Extend the page on deep learning with RLBench, starting directly after its final sentence about configuring observations with ObservationConfig.

> [Extract to read]
════════
Deep Learning On RLBench

Use RLBench to simulate/train robot agents. The robot agents will use Neural networks to run.

Relevant Modules

Environment

The Environment can be imported. Every environment takes an ActionMode and ObservationConfig which will help determine the inputs actions and the observations the environment will make.

Every Observation consists of the below data points which are captured in the demos.

class Observation(object):
    """Storage for both visual and low-dimensional observations."""

    def __init__(self,
                left_shoulder_rgb: np.ndarray,
                left_shoulder_depth: np.ndarray,
                left_shoulder_mask: np.ndarray,
                right_shoulder_rgb: np.ndarray,
                right_shoulder_depth: np.ndarray,
                right_shoulder_mask: np.ndarray,
                wrist_rgb: np.ndarray,
                wrist_depth: np.ndarray,
                wrist_mask: np.ndarray,
                joint_velocities: np.ndarray,
                joint_positions: np.ndarray,
                joint_forces: np.ndarray,
                gripper_open_amount: float,
                gripper_pose: np.ndarray,
                gripper_joint_positions: np.ndarray,
                gripper_touch_forces: np.ndarray,
                task_low_dim_state: np.ndarray):

Observations for an experiment can be configured using ObservationConfig.
════════
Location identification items
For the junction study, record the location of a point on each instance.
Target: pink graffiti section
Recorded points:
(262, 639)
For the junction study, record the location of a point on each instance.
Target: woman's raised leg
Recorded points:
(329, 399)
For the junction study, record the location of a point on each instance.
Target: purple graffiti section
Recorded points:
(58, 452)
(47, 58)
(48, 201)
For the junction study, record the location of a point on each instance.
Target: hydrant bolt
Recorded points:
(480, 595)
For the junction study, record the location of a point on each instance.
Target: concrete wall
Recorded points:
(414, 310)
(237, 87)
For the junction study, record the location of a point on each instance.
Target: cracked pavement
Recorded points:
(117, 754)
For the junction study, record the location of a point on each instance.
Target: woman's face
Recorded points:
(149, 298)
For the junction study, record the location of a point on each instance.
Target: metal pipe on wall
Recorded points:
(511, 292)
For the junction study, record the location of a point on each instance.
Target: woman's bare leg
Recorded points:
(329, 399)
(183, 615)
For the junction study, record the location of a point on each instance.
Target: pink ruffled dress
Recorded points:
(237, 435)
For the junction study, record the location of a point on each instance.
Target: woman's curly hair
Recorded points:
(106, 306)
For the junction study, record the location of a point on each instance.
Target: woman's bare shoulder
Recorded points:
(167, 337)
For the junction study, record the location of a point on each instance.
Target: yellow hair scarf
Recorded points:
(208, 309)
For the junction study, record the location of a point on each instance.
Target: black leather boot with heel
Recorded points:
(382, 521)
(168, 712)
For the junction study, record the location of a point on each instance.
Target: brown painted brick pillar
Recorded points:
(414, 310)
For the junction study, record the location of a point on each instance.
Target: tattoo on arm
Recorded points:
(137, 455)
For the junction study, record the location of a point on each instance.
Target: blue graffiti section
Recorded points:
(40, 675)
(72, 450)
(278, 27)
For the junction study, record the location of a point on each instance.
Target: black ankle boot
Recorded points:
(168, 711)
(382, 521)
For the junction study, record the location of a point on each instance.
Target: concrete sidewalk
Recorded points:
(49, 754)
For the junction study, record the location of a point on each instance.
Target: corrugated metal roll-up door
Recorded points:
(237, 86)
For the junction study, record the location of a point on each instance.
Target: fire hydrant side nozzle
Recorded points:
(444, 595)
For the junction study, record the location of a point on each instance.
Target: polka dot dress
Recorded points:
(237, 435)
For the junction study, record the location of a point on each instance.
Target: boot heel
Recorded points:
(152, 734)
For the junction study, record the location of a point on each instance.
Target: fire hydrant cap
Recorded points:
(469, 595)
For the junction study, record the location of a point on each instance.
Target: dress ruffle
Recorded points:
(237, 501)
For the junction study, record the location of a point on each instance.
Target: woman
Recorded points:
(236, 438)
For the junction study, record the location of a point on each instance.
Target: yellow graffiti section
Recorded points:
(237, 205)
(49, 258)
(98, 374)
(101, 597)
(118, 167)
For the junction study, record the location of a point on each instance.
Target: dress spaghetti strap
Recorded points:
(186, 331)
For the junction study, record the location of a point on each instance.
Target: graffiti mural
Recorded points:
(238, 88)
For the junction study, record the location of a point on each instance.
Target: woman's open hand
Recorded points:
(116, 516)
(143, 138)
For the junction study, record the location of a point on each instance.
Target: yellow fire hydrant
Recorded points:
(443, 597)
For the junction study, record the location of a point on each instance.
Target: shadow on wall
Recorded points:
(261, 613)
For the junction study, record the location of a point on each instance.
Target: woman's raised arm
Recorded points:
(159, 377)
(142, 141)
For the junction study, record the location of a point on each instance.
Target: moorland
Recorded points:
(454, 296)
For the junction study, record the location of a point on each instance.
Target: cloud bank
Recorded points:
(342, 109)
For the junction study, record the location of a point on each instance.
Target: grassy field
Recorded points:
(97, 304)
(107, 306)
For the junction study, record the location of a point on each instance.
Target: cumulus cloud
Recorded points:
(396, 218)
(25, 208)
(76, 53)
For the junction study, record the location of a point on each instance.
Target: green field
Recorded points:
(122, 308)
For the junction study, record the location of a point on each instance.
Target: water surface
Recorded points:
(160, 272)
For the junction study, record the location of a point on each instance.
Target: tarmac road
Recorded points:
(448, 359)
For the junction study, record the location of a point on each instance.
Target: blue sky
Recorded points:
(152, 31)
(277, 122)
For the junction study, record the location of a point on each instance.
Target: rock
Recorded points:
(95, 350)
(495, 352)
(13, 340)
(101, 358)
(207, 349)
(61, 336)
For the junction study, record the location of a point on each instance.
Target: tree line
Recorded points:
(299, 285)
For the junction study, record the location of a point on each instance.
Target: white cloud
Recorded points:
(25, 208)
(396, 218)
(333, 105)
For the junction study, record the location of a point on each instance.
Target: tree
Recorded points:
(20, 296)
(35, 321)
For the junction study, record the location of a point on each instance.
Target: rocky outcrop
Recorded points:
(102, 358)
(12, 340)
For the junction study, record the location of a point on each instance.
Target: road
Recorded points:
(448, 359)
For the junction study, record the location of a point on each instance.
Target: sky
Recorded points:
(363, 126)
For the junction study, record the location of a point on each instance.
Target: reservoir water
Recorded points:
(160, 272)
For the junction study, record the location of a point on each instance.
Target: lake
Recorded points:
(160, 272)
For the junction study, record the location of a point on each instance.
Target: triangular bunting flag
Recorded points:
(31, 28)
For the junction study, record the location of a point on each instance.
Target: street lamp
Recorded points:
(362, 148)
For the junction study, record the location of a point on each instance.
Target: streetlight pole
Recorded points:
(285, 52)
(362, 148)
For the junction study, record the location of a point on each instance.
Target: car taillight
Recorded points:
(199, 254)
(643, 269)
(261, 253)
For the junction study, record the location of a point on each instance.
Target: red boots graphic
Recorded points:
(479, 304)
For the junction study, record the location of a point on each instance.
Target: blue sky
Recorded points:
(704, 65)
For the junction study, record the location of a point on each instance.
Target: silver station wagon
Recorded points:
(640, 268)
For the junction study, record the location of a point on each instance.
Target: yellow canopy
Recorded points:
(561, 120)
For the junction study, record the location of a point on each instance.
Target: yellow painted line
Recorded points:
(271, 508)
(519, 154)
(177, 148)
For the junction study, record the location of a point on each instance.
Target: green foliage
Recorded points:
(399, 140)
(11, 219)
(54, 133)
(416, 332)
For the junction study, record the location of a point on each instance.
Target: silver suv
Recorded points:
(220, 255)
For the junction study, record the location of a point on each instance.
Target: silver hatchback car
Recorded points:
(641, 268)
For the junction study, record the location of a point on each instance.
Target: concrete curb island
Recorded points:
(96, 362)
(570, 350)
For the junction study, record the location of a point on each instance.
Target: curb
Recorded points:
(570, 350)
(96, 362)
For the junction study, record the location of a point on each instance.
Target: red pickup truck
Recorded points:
════════
> [Output for this exercise]
obs_config = ObservationConfig()
obs_config.set_all(False)
obs_config.left_shoulder_camera.rgb = True
obs_config.right_shoulder_camera.rgb = True

ArmActionMode.ABS_JOINT_VELOCITY helps specify the what the action will mean. More action Modes available here. This basically means that when U provide an action it will expect it to mean what is selected in ArmActionMode.

from rlbench.environment import Environment
from rlbench.action_modes import ArmActionMode, ActionMode
action_mode = ActionMode(ArmActionMode.ABS_JOINT_VELOCITY)
env = Environment(
    action_mode, DATASET, obs_config, False)
# for obs_config refer to Tasks 
env.launch()

Task

Every Environment consists of tasks which can use Different Robots to do different things.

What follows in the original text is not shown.